Source:
THE FATHER OF OUR SALVATION – Ephesians 1:4-6
Posted by Pastor Greg Allen on February 1, 2017 under AM Bible Study |
AM Bible Study Group; February 8, 2017 from Ephesians 1:4-6
Theme: In this passage, Paul tells us about the wonderful news of the heavenly Father’s role in our salvation.
(All Scripture is taken from The New King James Version, unless otherwise indicated).
The word ‘father’ is a wonderful word. And in the way we commonly use it, it can have two very important meanings. First, and most obvious, it describes a man who begets a child and cares for that child as his own. But another common meaning is as someone who is honored and respected for having given origin to something—for being an originator. We use ‘father’ in that second way, for example when we speak of our first president as “the father of our country”.
In Ephesians 1:4-6, the apostle Paul speaks of God our Father; and in it, he presents the Father not only as the one who has embraced us as His children by faith, but also as the one who is the originator of our salvation. Our redemption is His great act toward us—an act which He purposed in His heart out of love for us. He is truly ‘the Father of our salvation’.

Goals:
#1 Explain, in one to three sentences, why the Bible study calls God "the Father of our salvation."
#2 Unless otherwise indicated, from which translation does the Bible study take all Scripture?

(Lines of data)
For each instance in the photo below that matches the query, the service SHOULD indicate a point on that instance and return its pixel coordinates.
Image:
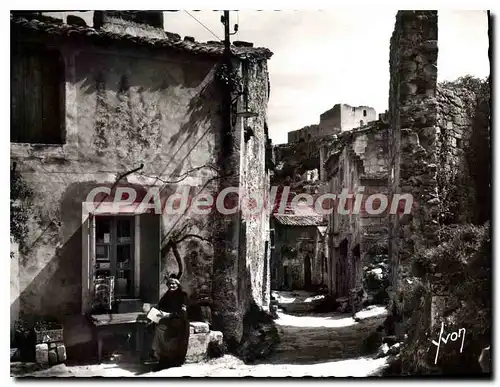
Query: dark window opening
(37, 96)
(115, 253)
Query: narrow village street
(312, 344)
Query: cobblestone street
(319, 345)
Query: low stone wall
(200, 340)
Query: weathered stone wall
(330, 121)
(254, 179)
(355, 116)
(122, 109)
(455, 111)
(412, 134)
(292, 246)
(304, 134)
(357, 162)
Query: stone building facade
(126, 105)
(430, 138)
(357, 163)
(297, 258)
(339, 118)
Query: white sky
(335, 56)
(326, 57)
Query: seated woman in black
(171, 335)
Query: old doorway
(342, 272)
(356, 257)
(307, 272)
(285, 277)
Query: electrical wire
(204, 26)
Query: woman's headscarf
(173, 279)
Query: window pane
(123, 256)
(102, 232)
(123, 229)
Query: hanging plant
(229, 78)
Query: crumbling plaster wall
(123, 108)
(412, 148)
(255, 181)
(358, 159)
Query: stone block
(42, 354)
(53, 356)
(197, 347)
(61, 352)
(198, 327)
(216, 337)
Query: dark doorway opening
(307, 272)
(342, 272)
(356, 257)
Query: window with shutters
(37, 96)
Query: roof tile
(22, 24)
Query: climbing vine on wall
(21, 196)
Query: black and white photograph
(261, 193)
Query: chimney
(147, 24)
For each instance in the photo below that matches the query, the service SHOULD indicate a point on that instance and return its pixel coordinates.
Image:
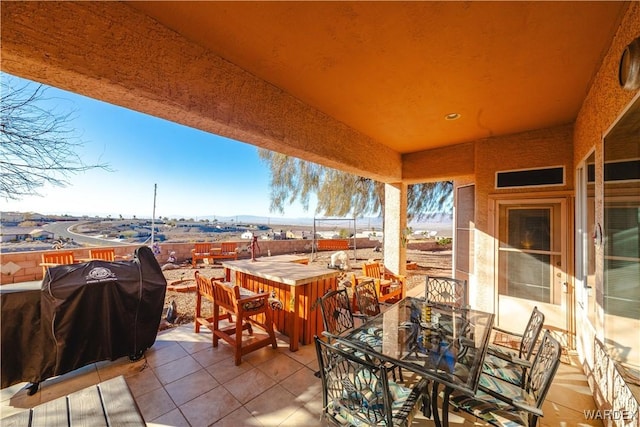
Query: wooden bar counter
(298, 286)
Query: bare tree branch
(37, 145)
(342, 194)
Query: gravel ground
(428, 262)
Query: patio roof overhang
(360, 86)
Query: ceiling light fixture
(629, 71)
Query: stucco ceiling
(394, 70)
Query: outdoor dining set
(381, 362)
(394, 361)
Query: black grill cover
(102, 310)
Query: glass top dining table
(442, 343)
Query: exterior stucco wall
(536, 149)
(604, 104)
(438, 164)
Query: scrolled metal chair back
(446, 290)
(336, 312)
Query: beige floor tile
(273, 406)
(226, 370)
(165, 354)
(280, 367)
(249, 384)
(200, 342)
(302, 417)
(173, 418)
(210, 407)
(314, 405)
(305, 354)
(143, 382)
(303, 384)
(191, 386)
(559, 415)
(570, 389)
(210, 356)
(238, 418)
(261, 355)
(176, 369)
(155, 403)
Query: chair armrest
(250, 298)
(388, 275)
(511, 357)
(532, 409)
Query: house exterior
(546, 211)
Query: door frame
(565, 314)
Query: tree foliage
(342, 194)
(37, 145)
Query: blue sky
(198, 174)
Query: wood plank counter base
(298, 286)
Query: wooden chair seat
(200, 251)
(204, 290)
(56, 258)
(105, 254)
(249, 309)
(389, 287)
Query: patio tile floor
(183, 381)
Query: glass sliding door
(531, 260)
(621, 241)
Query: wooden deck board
(109, 403)
(119, 403)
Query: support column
(395, 224)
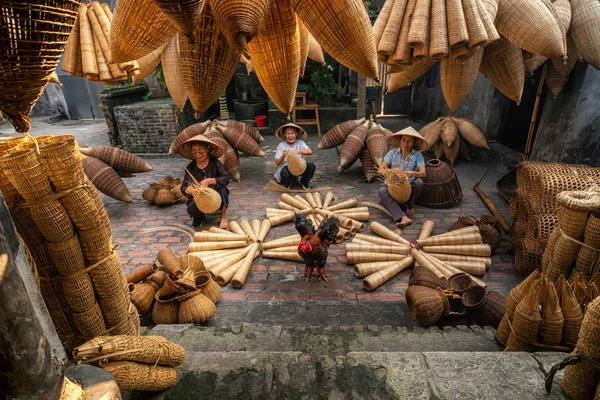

Full answers:
#1 In Ephesians 1:4-6, Paul presents the Father both as the one who has embraced believers as His children by faith and as the originator of their salvation. Redemption is His great act toward them, purposed in His heart out of love, so He is the Father of salvation in the sense of being its originator.

#2 The New King James Version.